— begin —

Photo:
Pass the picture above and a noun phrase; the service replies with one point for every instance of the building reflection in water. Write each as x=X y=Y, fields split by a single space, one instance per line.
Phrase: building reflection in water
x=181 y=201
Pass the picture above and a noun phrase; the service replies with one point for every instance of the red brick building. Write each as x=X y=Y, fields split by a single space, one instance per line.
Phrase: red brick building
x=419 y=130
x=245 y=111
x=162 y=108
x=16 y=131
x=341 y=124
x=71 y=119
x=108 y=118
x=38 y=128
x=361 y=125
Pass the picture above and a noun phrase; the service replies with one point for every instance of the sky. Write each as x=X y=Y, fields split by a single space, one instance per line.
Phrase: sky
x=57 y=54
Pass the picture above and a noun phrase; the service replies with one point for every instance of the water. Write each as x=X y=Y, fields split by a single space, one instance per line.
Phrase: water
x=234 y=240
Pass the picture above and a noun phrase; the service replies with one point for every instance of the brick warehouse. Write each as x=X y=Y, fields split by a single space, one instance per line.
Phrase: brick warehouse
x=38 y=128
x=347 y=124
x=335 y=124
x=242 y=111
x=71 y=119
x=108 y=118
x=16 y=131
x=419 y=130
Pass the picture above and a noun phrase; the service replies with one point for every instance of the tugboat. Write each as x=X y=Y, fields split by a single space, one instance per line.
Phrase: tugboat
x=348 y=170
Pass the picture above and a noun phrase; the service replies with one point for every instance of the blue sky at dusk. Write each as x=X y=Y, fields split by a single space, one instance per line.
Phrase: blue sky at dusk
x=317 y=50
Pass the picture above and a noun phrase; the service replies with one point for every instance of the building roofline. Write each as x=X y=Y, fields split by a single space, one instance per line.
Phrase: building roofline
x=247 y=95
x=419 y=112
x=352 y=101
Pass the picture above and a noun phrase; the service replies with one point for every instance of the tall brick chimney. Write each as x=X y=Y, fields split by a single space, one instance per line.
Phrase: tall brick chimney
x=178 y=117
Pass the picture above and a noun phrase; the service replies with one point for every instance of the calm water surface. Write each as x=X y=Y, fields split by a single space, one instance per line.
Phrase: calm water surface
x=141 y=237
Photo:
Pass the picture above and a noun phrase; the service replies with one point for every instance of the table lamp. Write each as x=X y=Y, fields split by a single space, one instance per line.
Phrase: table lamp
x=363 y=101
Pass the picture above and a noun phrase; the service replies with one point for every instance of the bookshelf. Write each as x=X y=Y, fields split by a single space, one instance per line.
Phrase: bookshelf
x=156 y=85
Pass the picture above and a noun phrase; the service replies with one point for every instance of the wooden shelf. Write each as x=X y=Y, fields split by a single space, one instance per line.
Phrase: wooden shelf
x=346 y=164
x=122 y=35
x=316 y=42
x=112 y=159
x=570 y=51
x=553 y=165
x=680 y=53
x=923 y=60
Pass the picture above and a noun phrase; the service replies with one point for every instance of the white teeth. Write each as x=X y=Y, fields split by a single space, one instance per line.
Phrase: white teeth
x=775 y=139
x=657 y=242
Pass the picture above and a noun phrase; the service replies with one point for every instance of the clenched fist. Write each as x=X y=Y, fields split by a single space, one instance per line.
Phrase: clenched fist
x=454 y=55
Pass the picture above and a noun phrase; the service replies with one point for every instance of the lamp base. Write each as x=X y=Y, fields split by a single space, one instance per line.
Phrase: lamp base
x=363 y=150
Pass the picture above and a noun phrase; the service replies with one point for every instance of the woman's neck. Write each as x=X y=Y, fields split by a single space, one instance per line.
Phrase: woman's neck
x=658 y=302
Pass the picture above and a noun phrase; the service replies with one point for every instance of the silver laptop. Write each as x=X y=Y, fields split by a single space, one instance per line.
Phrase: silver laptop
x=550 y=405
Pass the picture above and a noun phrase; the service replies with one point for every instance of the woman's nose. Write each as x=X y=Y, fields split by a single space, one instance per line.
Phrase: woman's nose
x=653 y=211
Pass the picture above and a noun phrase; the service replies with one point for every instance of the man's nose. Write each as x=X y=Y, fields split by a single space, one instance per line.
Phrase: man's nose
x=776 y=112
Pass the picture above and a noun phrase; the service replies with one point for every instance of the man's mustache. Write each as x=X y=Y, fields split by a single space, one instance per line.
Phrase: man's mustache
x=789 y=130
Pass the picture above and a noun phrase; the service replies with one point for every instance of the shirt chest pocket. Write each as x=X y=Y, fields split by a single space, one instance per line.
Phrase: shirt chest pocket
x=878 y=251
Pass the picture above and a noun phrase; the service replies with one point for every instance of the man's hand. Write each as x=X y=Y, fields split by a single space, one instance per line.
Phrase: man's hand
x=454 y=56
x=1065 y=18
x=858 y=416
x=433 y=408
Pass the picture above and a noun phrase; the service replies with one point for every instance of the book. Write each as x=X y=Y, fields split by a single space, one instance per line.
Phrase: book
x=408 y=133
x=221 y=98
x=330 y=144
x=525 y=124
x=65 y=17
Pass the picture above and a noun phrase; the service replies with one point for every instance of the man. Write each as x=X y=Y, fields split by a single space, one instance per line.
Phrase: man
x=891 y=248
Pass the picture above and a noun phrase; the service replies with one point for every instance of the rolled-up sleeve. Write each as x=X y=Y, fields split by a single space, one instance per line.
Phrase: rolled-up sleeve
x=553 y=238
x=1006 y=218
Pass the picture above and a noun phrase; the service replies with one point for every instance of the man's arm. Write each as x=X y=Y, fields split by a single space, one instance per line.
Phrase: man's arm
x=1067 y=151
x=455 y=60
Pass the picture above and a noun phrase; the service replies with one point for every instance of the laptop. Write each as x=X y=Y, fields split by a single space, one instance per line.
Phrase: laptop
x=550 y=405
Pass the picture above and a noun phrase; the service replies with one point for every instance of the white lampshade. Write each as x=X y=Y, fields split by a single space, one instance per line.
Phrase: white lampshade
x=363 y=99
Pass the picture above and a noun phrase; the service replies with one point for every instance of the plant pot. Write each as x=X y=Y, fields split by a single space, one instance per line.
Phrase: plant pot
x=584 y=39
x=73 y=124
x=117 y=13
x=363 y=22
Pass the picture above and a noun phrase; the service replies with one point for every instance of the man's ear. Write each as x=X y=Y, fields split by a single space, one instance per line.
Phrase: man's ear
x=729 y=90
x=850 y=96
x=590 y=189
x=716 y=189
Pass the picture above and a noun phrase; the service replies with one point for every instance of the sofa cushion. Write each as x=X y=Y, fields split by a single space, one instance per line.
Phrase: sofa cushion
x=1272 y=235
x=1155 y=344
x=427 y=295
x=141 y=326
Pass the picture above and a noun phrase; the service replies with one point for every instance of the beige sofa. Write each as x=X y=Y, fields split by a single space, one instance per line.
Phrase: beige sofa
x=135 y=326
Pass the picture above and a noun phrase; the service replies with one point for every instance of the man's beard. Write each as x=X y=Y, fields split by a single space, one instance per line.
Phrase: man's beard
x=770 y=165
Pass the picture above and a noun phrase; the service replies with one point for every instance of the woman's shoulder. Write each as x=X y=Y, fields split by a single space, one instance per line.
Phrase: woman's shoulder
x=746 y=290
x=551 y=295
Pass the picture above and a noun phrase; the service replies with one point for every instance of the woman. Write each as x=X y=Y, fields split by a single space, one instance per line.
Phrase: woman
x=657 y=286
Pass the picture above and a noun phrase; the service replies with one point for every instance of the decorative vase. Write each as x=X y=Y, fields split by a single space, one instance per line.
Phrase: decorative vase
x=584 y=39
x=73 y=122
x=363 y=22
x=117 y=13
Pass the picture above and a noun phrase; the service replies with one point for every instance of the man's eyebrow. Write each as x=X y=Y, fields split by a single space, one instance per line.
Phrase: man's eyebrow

— end —

*WHAT IS REQUIRED*:
Everything in the listing above should be restated exactly.

*SOLVED EXERCISE*:
Photo:
Pass the picture above and a noun phrase; the service replies with one point for every instance of the building reflection in water. Write each as x=X y=Y, fields split by a single space, one instance per line.
Phrase: building reflection in water
x=181 y=201
Pass the picture above and a noun phrase; the service replies with one point for every instance of the red brick building. Write each as x=X y=Y, fields split by a single space, one instance per line.
Phrase: red brick building
x=419 y=130
x=245 y=111
x=162 y=108
x=16 y=131
x=341 y=124
x=71 y=119
x=108 y=118
x=38 y=128
x=361 y=125
Pass the picture above and a noun phrase; the service replies with one point for every instance of the sky. Write each as x=X y=Y, fields split by a single space, one instance per line.
Phrase: sky
x=57 y=54
Pass the picture above and a noun phrase; the service replies with one point for every instance of the water. Write each as x=X y=Y, fields split by a single space, one instance per line.
Phrase: water
x=234 y=240
Pass the picture above and a noun phrase; the service replies with one point for every instance of the brick warehouse. Write each as x=X y=Y, fields split by a single space, one instance per line.
Phrase: brick warehouse
x=38 y=128
x=347 y=124
x=335 y=124
x=242 y=111
x=71 y=119
x=108 y=118
x=16 y=131
x=419 y=130
Pass the picture above and a noun phrase; the service replies with one point for every instance of the tugboat. Write each as x=X y=Y, fields split by a single space, one instance per line.
Phrase: tugboat
x=348 y=170
Pass the picture above and a noun phrase; the service replies with one point for every instance of the blue sky at dusk. Write each as x=X y=Y, fields split by a single space, one instance per line.
Phrase: blue sky at dusk
x=317 y=50
Pass the picture above and a noun phrase; the service replies with one point for every instance of the building roofline. Write each as x=X y=Y, fields split by a single space, one instance per line.
Phrase: building roofline
x=247 y=95
x=419 y=112
x=352 y=101
Pass the picture above and a noun phrase; the service replies with one point for every instance of the tall brick chimney. Write each as x=X y=Y, fields split by a single space, one instance per line.
Phrase: tall brick chimney
x=178 y=117
Pass the picture above and a noun phrase; the service replies with one point for every instance of the calm water surface. Write each as x=X y=Y, fields split by a single space, one instance per line.
Phrase: calm water surface
x=141 y=237
Photo:
Pass the picture above and a noun phrase; the service replies with one point for every instance of the table lamp. Write each as x=X y=Y, fields split by a single space, one instance per line.
Phrase: table lamp
x=363 y=101
Pass the picture above and a noun phrase; the service replies with one point for every instance of the bookshelf. Write each as x=X y=Y, fields split by a single space, one instance per line.
Phrase: bookshelf
x=156 y=85
Pass the picture above and a noun phrase; the service replies with one point for every instance of the wooden shelf. Write each as x=X y=Y, fields split by a single space, one instance per line.
Phrase: wooden shelf
x=346 y=164
x=122 y=35
x=316 y=42
x=112 y=159
x=570 y=51
x=553 y=165
x=680 y=53
x=923 y=60
Pass the picture above and a noun phrase; the service replies with one point for every instance of the white teeth. Write each as x=X y=Y, fields split by a single space, one instance per line.
Phrase: white teeth
x=775 y=139
x=657 y=242
Pass the picture above and a noun phrase; the service replies with one point for every instance of the clenched fist. Write each as x=X y=Y, fields split by a single space, one instance per line.
Phrase: clenched fist
x=454 y=55
Pass the picture above and a noun phrase; the service replies with one point for every instance of the lamp base. Write each as x=X y=Y, fields split by a single space, one instance per line.
Phrase: lamp base
x=363 y=150
Pass the picture above and a noun phrase; the service replies with one point for every instance of the woman's neck. Write each as x=X y=Y, fields split by a single space, one instance per line.
Phrase: woman's neck
x=658 y=302
Pass the picture above and a noun phrase; the service replies with one point for every instance of the silver laptop. Write each as x=X y=Y, fields split by a single space, one instance per line.
Phrase: silver laptop
x=550 y=405
Pass the picture above and a noun phrase; the service replies with one point for every instance of the woman's nose. Write each as x=X y=Y, fields split by a single space, one instance per line.
Phrase: woman's nose
x=653 y=211
Pass the picture above and a noun phrase; the service replies with one point for every instance of the man's nose. Write each as x=X y=Y, fields split by a single space, one instance per line.
Phrase: man's nose
x=776 y=112
Pass the picture above and a noun phrase; the service replies with one point for every instance of the man's mustache. Write each as x=X y=Y, fields split by a single space, one instance per line.
Phrase: man's mustache
x=789 y=130
Pass the picture above and a noun phrase; the service replies with one point for every instance of the shirt chest pocket. Write each as x=X y=Y, fields split by a single space, one instance per line.
Phrase: shirt chest pocket
x=878 y=251
Pass the picture above and a noun phrase; the service replies with one point for every instance of the man's hand. Write each as x=X y=Y, fields split by a single space, one instance per line.
Phrase: man's hand
x=454 y=56
x=1065 y=18
x=858 y=416
x=433 y=408
Pass the picture above and a noun phrase; the service replies with one point for every instance of the book. Write each as x=X y=Y, fields split by a single space, one instance per line.
Phrase: book
x=408 y=133
x=221 y=98
x=330 y=144
x=525 y=124
x=65 y=17
Pass the picture above and a noun phrase; the service replies with one point for every instance of the man. Write each as x=X y=Y, fields split by a single space, one instance per line.
Phrase: man
x=891 y=248
Pass the picture above and a noun phrase; the service replies with one point for every instance of the rolled-up sleeve. Write each as x=X y=Y, fields split by a single space, one instance per line.
Phrase: rolled-up sleeve
x=553 y=238
x=1006 y=218
Pass the picture above and a noun phrase; the service replies with one point for every instance of the man's arm. Write each as x=X y=Y, fields split by a single space, one instance per line.
Phrase: man's arm
x=1067 y=151
x=455 y=60
Pass the picture above and a noun phrase; the service replies with one point for every instance of the laptop. Write each as x=X y=Y, fields split by a single space, one instance per line.
Phrase: laptop
x=550 y=405
Pass the picture above and a noun phrase; the service replies with one point for every instance of the white lampshade. Write each as x=X y=Y, fields split by a single space, one instance per line.
Phrase: white lampshade
x=363 y=99
Pass the picture above and a noun phrase; the service replies with one point for every instance of the plant pot. Write each as x=X y=Y, fields split by a single space, one instance per line.
Phrase: plant pot
x=584 y=39
x=73 y=124
x=117 y=13
x=363 y=22
Pass the picture above and a noun phrase; the service replies with one point for every instance of the man's ear. Write each as x=X y=Y, fields split by a single space, one instance per line.
Phrase: man's ear
x=729 y=90
x=850 y=96
x=590 y=189
x=716 y=189
Pass the picture above and a noun phrase; the service replies with one point for every instance of the sofa cushion. Write each as x=X y=Y, fields split by a single space, one instance per line.
Phrase: sofa cushion
x=1272 y=235
x=1155 y=344
x=427 y=295
x=141 y=326
Pass the picture above and a noun phrase; the service replies with one point for every instance of the beige sofa. Write each as x=X y=Y, fields split by a single space, one instance per line.
Phrase: beige sofa
x=135 y=326
Pass the picture above and a noun phrase; the service replies with one point for every instance of the man's beard. Write each as x=X y=Y, fields split by a single space, one instance per line.
Phrase: man's beard
x=770 y=165
Pass the picture above and a noun phrase; the service replies with one point for every instance of the woman's shoulder. Write each as x=X y=Y, fields split by a single space, one instance per line.
Phrase: woman's shoulder
x=746 y=290
x=551 y=295
Pass the picture above and a noun phrase; the service replies with one point for every instance of the woman. Write each as x=X y=Y, fields split by a single space, one instance per line.
Phrase: woman
x=657 y=286
Pass the picture above and a noun phrase; the service replies with one point for every instance of the decorative vase. Write each as x=X y=Y, fields split by a single space, one instance per line.
Phrase: decorative vase
x=584 y=39
x=73 y=122
x=363 y=22
x=117 y=13
Pass the picture above and a noun phrase; the service replies with one point for every instance of the man's eyebrow. Write each as x=X y=Y, fields split by a single space, one instance per line.
Phrase: man's eyebrow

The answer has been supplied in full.